I was freezing no matter how many sweaters I put on, no matter how high I cranked the thermostat. I was bone-tired no matter how many hours I slept. My hair fell out, my skin got dry, my hormones shut down. It was hard to remember things or concentrate. My grades didn't drop, but the effort required to achieve them doubled.
I was used to planning carefully, strategizing about what I might be able to do today or next week, and what I would have to cancel. Now the future receded. It just did not seem very important. I wasn’t clinically depressed, but I was sad and angry and frustrated, as anyone would be in that situation. I cared immensely, or I could not have continued to haul my butt to class. But my ability to think ahead was damaged.
Weirdly, I didn’t feel hungry after I hit a BMI of about 16. At that weight the blind and intelligent body, evolved for hunting and gathering, understandably concludes that seek mode has failed. It swaps over to conserve mode. Be still. Hibernate. Wait.
How could a person stick with that, even as it obviously harmed them? I wanted the cheese, but treatments can’t work unless you try them. That piece of cheese, or a chance at freedom from continuous physical torture, ending life one task, one activity at a time? Think about it. You wouldn’t choose the cheese.
The diet did no good, only damage. My pain problems got much worse, and I got new symptoms that led to a correct diagnosis: CRPS. A neurological/circulatory problem. As far as anyone can tell, completely unrelated to food. To get healthy, I had to start an intense physical therapy program. From a BMI of 14.5.
Armed with a correct diagnosis I ate the cheese immediately, all the cheese and all the other things. I started to feel a little better, less cold and tired, but it took a long time to come back. My mom fed me and fed me and saved my life. It was a year of 3,000 calories and serious PT to get back about 85% of my physical function, where I remain today, with ups and downs. It was hard. I’m only profoundly lucky I had the money, information and family support to do it. Do I actually have the allergies I was "diagnosed" with? Maybe. All I know for sure after that scary experiment is that I'm far, far healthier eating everything than not.

Recorded data =>
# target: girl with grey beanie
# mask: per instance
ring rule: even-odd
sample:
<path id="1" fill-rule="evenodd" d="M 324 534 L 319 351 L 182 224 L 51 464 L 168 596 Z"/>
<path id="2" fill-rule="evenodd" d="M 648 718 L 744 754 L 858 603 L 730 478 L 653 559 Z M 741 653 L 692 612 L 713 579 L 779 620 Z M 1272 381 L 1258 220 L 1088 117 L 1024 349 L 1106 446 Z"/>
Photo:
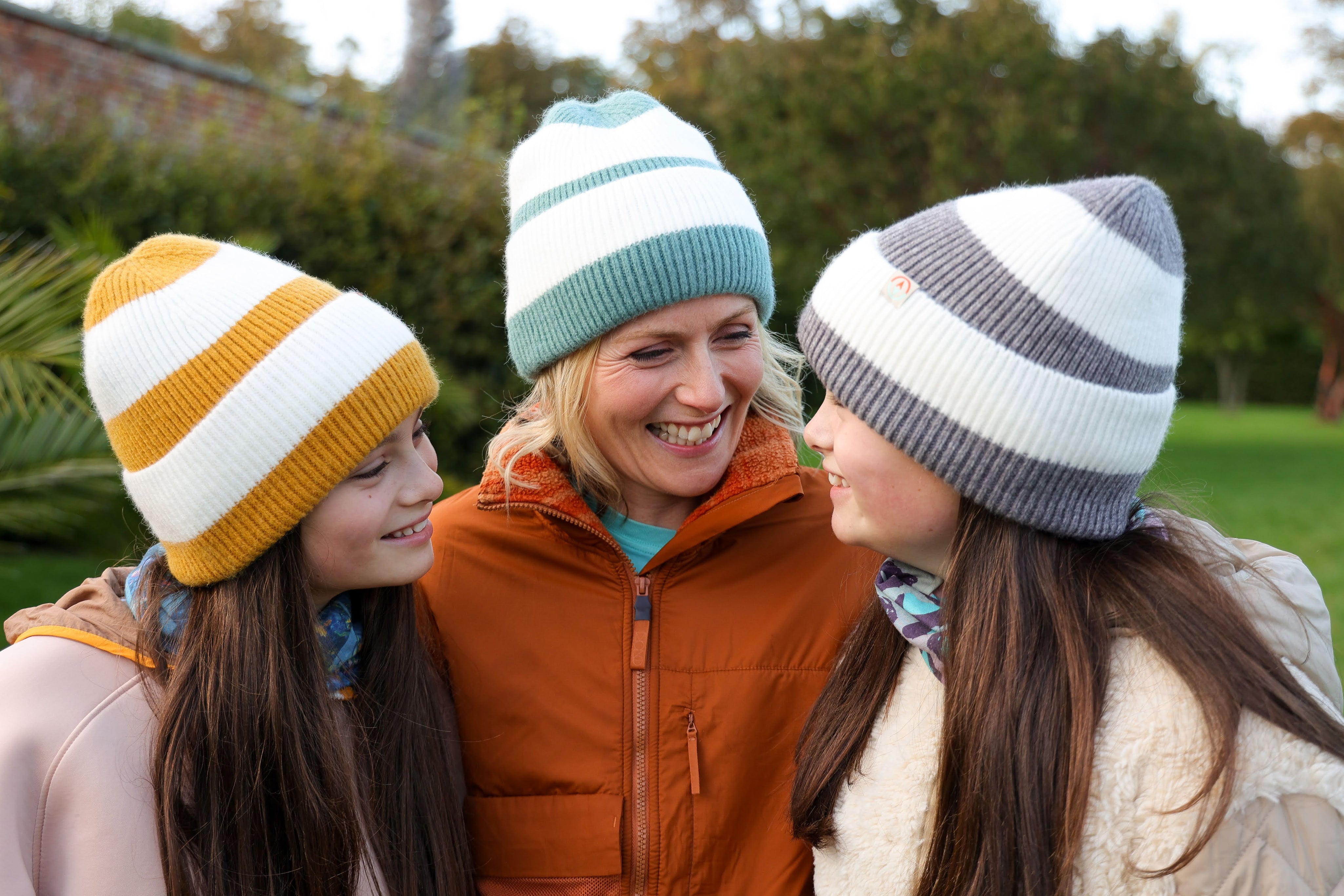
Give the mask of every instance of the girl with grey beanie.
<path id="1" fill-rule="evenodd" d="M 798 744 L 817 893 L 1344 892 L 1318 586 L 1136 498 L 1183 289 L 1141 177 L 943 203 L 823 273 L 805 437 L 888 560 Z"/>

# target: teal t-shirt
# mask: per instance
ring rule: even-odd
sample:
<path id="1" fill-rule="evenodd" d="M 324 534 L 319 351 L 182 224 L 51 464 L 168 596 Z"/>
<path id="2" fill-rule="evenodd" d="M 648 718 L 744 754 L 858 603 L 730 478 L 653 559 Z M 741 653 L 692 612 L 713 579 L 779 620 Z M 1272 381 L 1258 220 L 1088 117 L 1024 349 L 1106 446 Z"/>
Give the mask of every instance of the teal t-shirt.
<path id="1" fill-rule="evenodd" d="M 602 525 L 612 533 L 616 543 L 630 557 L 634 571 L 638 572 L 644 564 L 653 559 L 653 555 L 663 549 L 663 545 L 672 540 L 676 529 L 664 529 L 661 525 L 636 523 L 630 517 L 617 513 L 612 508 L 602 510 Z"/>

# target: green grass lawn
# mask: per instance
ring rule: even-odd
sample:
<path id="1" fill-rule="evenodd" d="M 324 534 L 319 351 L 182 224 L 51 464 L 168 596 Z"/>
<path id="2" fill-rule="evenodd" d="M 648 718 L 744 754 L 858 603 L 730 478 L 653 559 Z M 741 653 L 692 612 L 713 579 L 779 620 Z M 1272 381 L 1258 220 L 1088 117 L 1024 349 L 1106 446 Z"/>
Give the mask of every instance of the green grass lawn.
<path id="1" fill-rule="evenodd" d="M 106 557 L 52 551 L 0 553 L 0 619 L 15 610 L 51 603 L 89 576 L 101 575 L 112 563 Z"/>
<path id="2" fill-rule="evenodd" d="M 1227 535 L 1302 557 L 1325 592 L 1344 666 L 1344 427 L 1308 408 L 1227 415 L 1181 404 L 1145 486 L 1188 501 Z"/>
<path id="3" fill-rule="evenodd" d="M 1302 557 L 1321 582 L 1344 660 L 1344 427 L 1308 408 L 1207 404 L 1176 411 L 1146 488 L 1168 492 L 1223 532 Z M 0 618 L 55 600 L 110 560 L 34 551 L 0 555 Z"/>

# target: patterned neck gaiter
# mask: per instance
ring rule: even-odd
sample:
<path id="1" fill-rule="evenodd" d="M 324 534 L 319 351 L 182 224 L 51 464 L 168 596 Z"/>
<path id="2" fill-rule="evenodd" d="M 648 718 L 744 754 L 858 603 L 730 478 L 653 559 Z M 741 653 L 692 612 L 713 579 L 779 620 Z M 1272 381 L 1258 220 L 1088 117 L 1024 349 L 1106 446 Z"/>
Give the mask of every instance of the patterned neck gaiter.
<path id="1" fill-rule="evenodd" d="M 1168 540 L 1163 519 L 1142 504 L 1136 502 L 1129 513 L 1129 528 L 1148 529 Z M 942 681 L 942 660 L 946 633 L 942 625 L 942 579 L 888 559 L 878 571 L 878 600 L 900 637 L 919 647 L 929 669 Z"/>
<path id="2" fill-rule="evenodd" d="M 130 614 L 140 618 L 142 598 L 140 582 L 149 564 L 164 556 L 161 544 L 145 552 L 140 564 L 126 576 L 125 602 Z M 177 641 L 187 627 L 191 613 L 191 590 L 183 587 L 173 591 L 159 604 L 159 629 L 164 633 L 164 643 L 169 653 L 177 652 Z M 317 611 L 313 623 L 317 630 L 317 643 L 321 646 L 323 662 L 327 669 L 327 690 L 335 700 L 349 700 L 355 696 L 355 678 L 359 677 L 359 647 L 363 642 L 363 626 L 355 619 L 349 591 L 337 594 L 325 607 Z"/>
<path id="3" fill-rule="evenodd" d="M 878 600 L 900 637 L 919 647 L 925 662 L 942 681 L 942 579 L 909 564 L 887 560 L 878 571 Z"/>

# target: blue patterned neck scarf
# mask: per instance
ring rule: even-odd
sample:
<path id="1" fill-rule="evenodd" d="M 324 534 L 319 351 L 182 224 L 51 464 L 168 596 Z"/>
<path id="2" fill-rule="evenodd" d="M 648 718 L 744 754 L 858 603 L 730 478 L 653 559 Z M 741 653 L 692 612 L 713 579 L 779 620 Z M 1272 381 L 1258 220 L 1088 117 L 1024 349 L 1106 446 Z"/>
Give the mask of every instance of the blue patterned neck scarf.
<path id="1" fill-rule="evenodd" d="M 878 571 L 878 600 L 900 637 L 919 647 L 929 669 L 942 681 L 942 579 L 909 564 L 887 560 Z"/>
<path id="2" fill-rule="evenodd" d="M 1134 504 L 1129 514 L 1129 528 L 1150 529 L 1168 540 L 1163 519 L 1142 504 Z M 900 637 L 919 647 L 929 669 L 942 681 L 942 658 L 946 633 L 942 625 L 942 579 L 888 559 L 878 571 L 878 600 Z"/>
<path id="3" fill-rule="evenodd" d="M 145 552 L 140 566 L 126 576 L 125 602 L 130 607 L 130 614 L 140 618 L 140 582 L 149 568 L 149 564 L 164 556 L 161 544 L 156 544 Z M 164 633 L 164 643 L 169 653 L 177 652 L 177 641 L 187 626 L 187 615 L 191 613 L 191 591 L 183 587 L 173 591 L 159 604 L 159 627 Z M 349 591 L 337 594 L 325 607 L 317 611 L 314 623 L 317 630 L 317 643 L 323 650 L 323 660 L 327 665 L 327 690 L 335 700 L 349 700 L 355 696 L 355 678 L 359 677 L 359 647 L 364 631 L 355 621 Z"/>

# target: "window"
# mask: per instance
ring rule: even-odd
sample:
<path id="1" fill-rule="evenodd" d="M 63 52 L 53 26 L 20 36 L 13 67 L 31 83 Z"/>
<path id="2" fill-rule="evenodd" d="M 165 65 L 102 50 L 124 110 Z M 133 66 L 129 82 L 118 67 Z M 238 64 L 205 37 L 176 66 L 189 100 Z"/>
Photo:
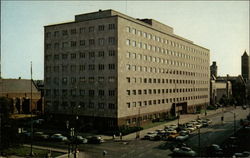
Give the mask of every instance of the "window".
<path id="1" fill-rule="evenodd" d="M 99 51 L 98 52 L 98 57 L 104 57 L 104 51 Z"/>
<path id="2" fill-rule="evenodd" d="M 98 91 L 98 96 L 104 96 L 104 90 L 99 90 Z"/>
<path id="3" fill-rule="evenodd" d="M 126 65 L 126 70 L 131 70 L 131 66 L 129 64 Z"/>
<path id="4" fill-rule="evenodd" d="M 46 48 L 46 49 L 51 49 L 51 44 L 50 44 L 50 43 L 49 43 L 49 44 L 46 44 L 45 48 Z"/>
<path id="5" fill-rule="evenodd" d="M 76 59 L 76 54 L 72 53 L 72 54 L 70 54 L 70 57 L 71 57 L 71 59 Z"/>
<path id="6" fill-rule="evenodd" d="M 104 70 L 104 64 L 99 64 L 98 68 L 99 68 L 99 70 Z"/>
<path id="7" fill-rule="evenodd" d="M 80 81 L 80 82 L 86 82 L 86 79 L 85 79 L 85 77 L 80 77 L 80 78 L 79 78 L 79 81 Z"/>
<path id="8" fill-rule="evenodd" d="M 85 90 L 84 89 L 80 89 L 79 93 L 80 93 L 80 96 L 84 96 L 85 95 Z"/>
<path id="9" fill-rule="evenodd" d="M 86 31 L 85 27 L 80 28 L 80 33 L 84 33 Z"/>
<path id="10" fill-rule="evenodd" d="M 71 84 L 75 84 L 76 83 L 76 78 L 75 77 L 71 77 Z"/>
<path id="11" fill-rule="evenodd" d="M 99 38 L 99 39 L 98 39 L 98 44 L 99 44 L 100 46 L 103 46 L 103 45 L 104 45 L 104 38 Z"/>
<path id="12" fill-rule="evenodd" d="M 115 104 L 109 103 L 108 107 L 109 107 L 109 109 L 115 109 Z"/>
<path id="13" fill-rule="evenodd" d="M 98 103 L 98 108 L 99 109 L 104 109 L 104 105 L 105 105 L 104 103 Z"/>
<path id="14" fill-rule="evenodd" d="M 85 65 L 80 65 L 80 66 L 79 66 L 79 70 L 80 70 L 80 71 L 84 71 L 84 70 L 85 70 Z"/>
<path id="15" fill-rule="evenodd" d="M 98 77 L 98 82 L 104 82 L 104 77 L 99 76 L 99 77 Z"/>
<path id="16" fill-rule="evenodd" d="M 99 25 L 99 26 L 98 26 L 98 30 L 99 30 L 99 31 L 104 31 L 104 25 Z"/>
<path id="17" fill-rule="evenodd" d="M 90 26 L 89 27 L 89 32 L 94 32 L 94 29 L 95 29 L 94 26 Z"/>
<path id="18" fill-rule="evenodd" d="M 58 37 L 59 36 L 59 31 L 55 31 L 54 32 L 54 37 Z"/>
<path id="19" fill-rule="evenodd" d="M 85 40 L 80 40 L 80 46 L 85 46 Z"/>
<path id="20" fill-rule="evenodd" d="M 62 35 L 63 36 L 67 36 L 68 35 L 68 31 L 67 30 L 62 30 Z"/>
<path id="21" fill-rule="evenodd" d="M 76 41 L 71 41 L 70 46 L 71 46 L 71 47 L 76 47 Z"/>
<path id="22" fill-rule="evenodd" d="M 109 76 L 108 81 L 109 82 L 115 82 L 115 77 L 114 76 Z"/>
<path id="23" fill-rule="evenodd" d="M 126 27 L 126 31 L 127 31 L 128 33 L 130 32 L 130 27 L 129 27 L 129 26 Z"/>
<path id="24" fill-rule="evenodd" d="M 62 84 L 63 84 L 63 85 L 66 85 L 67 83 L 68 83 L 67 77 L 63 77 L 63 78 L 62 78 Z"/>
<path id="25" fill-rule="evenodd" d="M 71 30 L 70 30 L 70 33 L 71 33 L 71 35 L 76 34 L 76 29 L 71 29 Z"/>
<path id="26" fill-rule="evenodd" d="M 84 52 L 80 52 L 80 58 L 85 58 L 85 53 Z"/>
<path id="27" fill-rule="evenodd" d="M 114 30 L 115 29 L 115 24 L 109 24 L 109 30 Z"/>
<path id="28" fill-rule="evenodd" d="M 54 55 L 54 60 L 59 60 L 59 55 L 58 54 Z"/>
<path id="29" fill-rule="evenodd" d="M 70 70 L 75 72 L 76 71 L 76 65 L 70 65 Z"/>
<path id="30" fill-rule="evenodd" d="M 109 90 L 109 96 L 115 96 L 115 90 Z"/>
<path id="31" fill-rule="evenodd" d="M 130 95 L 130 90 L 126 90 L 126 92 L 127 92 L 127 95 Z"/>
<path id="32" fill-rule="evenodd" d="M 54 43 L 54 48 L 59 49 L 59 43 Z"/>
<path id="33" fill-rule="evenodd" d="M 89 70 L 95 70 L 95 65 L 94 64 L 89 64 Z"/>
<path id="34" fill-rule="evenodd" d="M 128 46 L 130 45 L 130 40 L 129 39 L 126 40 L 126 45 L 128 45 Z"/>
<path id="35" fill-rule="evenodd" d="M 109 56 L 115 56 L 115 50 L 109 50 Z"/>
<path id="36" fill-rule="evenodd" d="M 63 42 L 62 43 L 62 48 L 67 48 L 68 47 L 68 42 Z"/>
<path id="37" fill-rule="evenodd" d="M 95 52 L 89 52 L 89 58 L 94 58 L 95 57 Z"/>
<path id="38" fill-rule="evenodd" d="M 90 97 L 95 96 L 95 90 L 89 90 L 89 96 Z"/>
<path id="39" fill-rule="evenodd" d="M 115 64 L 109 64 L 109 70 L 115 70 Z"/>
<path id="40" fill-rule="evenodd" d="M 95 39 L 89 39 L 89 45 L 95 45 Z"/>
<path id="41" fill-rule="evenodd" d="M 109 37 L 108 42 L 111 45 L 115 44 L 115 37 Z"/>
<path id="42" fill-rule="evenodd" d="M 62 59 L 67 59 L 68 58 L 68 54 L 62 54 Z"/>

Directions =>
A - In the account of the restrictive diet, what correct diagnosis did the writer's new symptoms lead to?
B - Do these statements agree with the account of the restrictive diet? Answer yes or no for each, quoting the words that decide it. (i) The writer's grades dropped during the diet. (ii) The writer stopped feeling hungry after reaching a BMI of about 16. (iii) The writer was clinically depressed.
C - Carry on writing the account of the restrictive diet from its last sentence.

Answers to the tasks =>
A - CRPS, a neurological/circulatory problem.

B -
(i) No: "My grades didn't drop, but the effort required to achieve them doubled."
(ii) Yes: "Weirdly, I didn’t feel hungry after I hit a BMI of about 16."
(iii) No: "I wasn’t clinically depressed, but I was sad and angry and frustrated"

C -
Today, we grow a garden and raise goats and chickens. We’re learning to reduce the cost of our food, along with its impact on the planet (more about that here and here). Our diet isn’t perfect, of course; we’re mammals, not robots. Our local soils are really low in selenium, so we take a supplement for now. My husband is currently tweaking his habits to better support his long-term health. The kids get their candy. I love potato chips.
But even though times are good for me, I can’t ever forget what food means. It means being warm rather than cold. It means having energy rather than crushing exhaustion. It means being able to imagine and plan for the future, or having no future.
It happens so fast. Given truly inadequate calories, a body just melts away. People all over the world, right now. Your neighbors and their kids, right now. We have to work together to make sure we continue to grow enough healthy food, and get it to everyone in the face of weather and income and supply chain disruptions.
So please, if you can find a spare window sill or square of dirt, grow a garden. Put a little food by, if you have a dollar that hasn’t been spoken for. I don’t mean hoarding, but the opposite: buy something extra when the shelves are full, so you can leave what’s available for your neighbors when they go empty. Give to the food banks that are keeping people from starving right now, and support local growers. Think of it as anti-hoarding.
And if you’re in a bad situation, take whatever help you can get. I don’t want you to be hungry.